Stored items:
##########

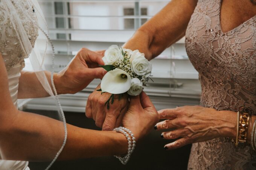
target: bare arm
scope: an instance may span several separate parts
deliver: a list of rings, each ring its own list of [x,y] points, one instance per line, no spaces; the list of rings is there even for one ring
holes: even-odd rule
[[[29,161],[52,160],[63,142],[63,123],[18,110],[11,100],[8,80],[5,66],[0,56],[0,156],[2,156],[0,158]],[[136,99],[139,100],[139,96]],[[126,115],[129,120],[126,121],[126,127],[132,131],[137,139],[145,135],[152,128],[153,123],[159,120],[155,109],[149,109],[151,107],[154,108],[152,104],[145,107],[150,110],[151,113],[143,113],[142,106],[136,104],[131,113],[127,114],[130,116]],[[67,143],[59,159],[120,155],[127,152],[127,139],[119,133],[83,129],[69,124],[67,126]]]
[[[149,60],[160,54],[167,47],[183,37],[195,8],[196,0],[172,0],[161,11],[140,28],[124,45],[124,48],[138,49]],[[96,90],[89,96],[85,114],[95,120],[96,125],[104,130],[118,126],[127,109],[128,97],[114,102],[110,109],[105,105],[111,94],[102,95]]]
[[[98,65],[104,65],[102,54],[83,48],[63,70],[55,73],[54,84],[58,94],[73,94],[84,89],[94,78],[102,78],[106,73]],[[52,87],[51,73],[44,71]],[[22,71],[19,79],[19,99],[47,97],[46,91],[35,72]]]
[[[172,0],[142,26],[124,45],[138,49],[151,60],[183,37],[196,0]]]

##########

◆ **Exercise aim**:
Repeat the data word for word, starting at its very beginning and stopping after the line that contains "holes: even-odd rule", with both ends included. Leave the pictures out of your answer.

◆ **Correct response**:
target: bare arm
scope: an instance may span several separate parts
deliver: a list of rings, each ring its own list of [x,y] points, one instance per line, no spaces; the list of rings is there even for one ring
holes: even-odd rule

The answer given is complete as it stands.